**EXERCISE**
Retype, word for word, every line of the records from the line containing "If you could segment every instance of the ornamental" through the end of the records, including both of those lines.
======== DATA IN THIS EXERCISE ========
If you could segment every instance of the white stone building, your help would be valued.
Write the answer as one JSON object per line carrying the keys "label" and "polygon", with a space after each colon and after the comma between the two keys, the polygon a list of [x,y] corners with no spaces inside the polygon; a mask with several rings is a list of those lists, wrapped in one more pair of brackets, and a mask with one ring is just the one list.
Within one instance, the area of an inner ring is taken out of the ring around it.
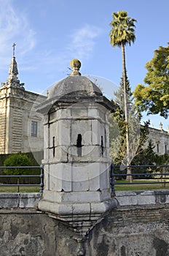
{"label": "white stone building", "polygon": [[25,90],[13,54],[9,77],[0,88],[0,154],[43,150],[43,116],[34,107],[46,97]]}
{"label": "white stone building", "polygon": [[149,128],[149,138],[146,145],[151,140],[154,146],[154,151],[157,154],[169,154],[169,130],[165,131],[162,129],[162,123],[160,124],[160,129]]}

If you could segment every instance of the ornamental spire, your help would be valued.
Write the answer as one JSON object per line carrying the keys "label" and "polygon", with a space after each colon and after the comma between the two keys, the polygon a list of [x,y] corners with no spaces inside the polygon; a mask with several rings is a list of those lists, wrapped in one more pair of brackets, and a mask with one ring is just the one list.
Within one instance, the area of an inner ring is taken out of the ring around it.
{"label": "ornamental spire", "polygon": [[15,88],[20,88],[24,89],[24,83],[20,83],[20,80],[17,78],[18,69],[17,64],[15,56],[15,50],[16,44],[14,43],[12,45],[13,48],[13,56],[12,57],[12,61],[10,63],[10,67],[9,69],[9,77],[6,83],[2,83],[2,86],[11,86]]}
========
**OUTPUT BELOW**
If you could segment every instance of the ornamental spire, your help would be valued.
Write the answer as one JSON object per line carrying the keys "label" and "polygon", with a space after each colon and after the comma between the two keys, the polygon a list of [x,y] corners with no spaces inside the polygon; a mask with several rings is a list of those lists, wrapped in one more pair of brackets, and a mask with one ring is just the one list.
Within one instance, the area of an inner ring is taken out of the ring around it.
{"label": "ornamental spire", "polygon": [[15,88],[20,88],[24,89],[24,83],[20,83],[20,80],[17,78],[18,69],[17,64],[15,56],[15,50],[16,44],[14,43],[12,45],[13,48],[13,56],[12,57],[12,61],[10,63],[10,67],[9,69],[9,77],[6,83],[2,83],[2,86],[11,86]]}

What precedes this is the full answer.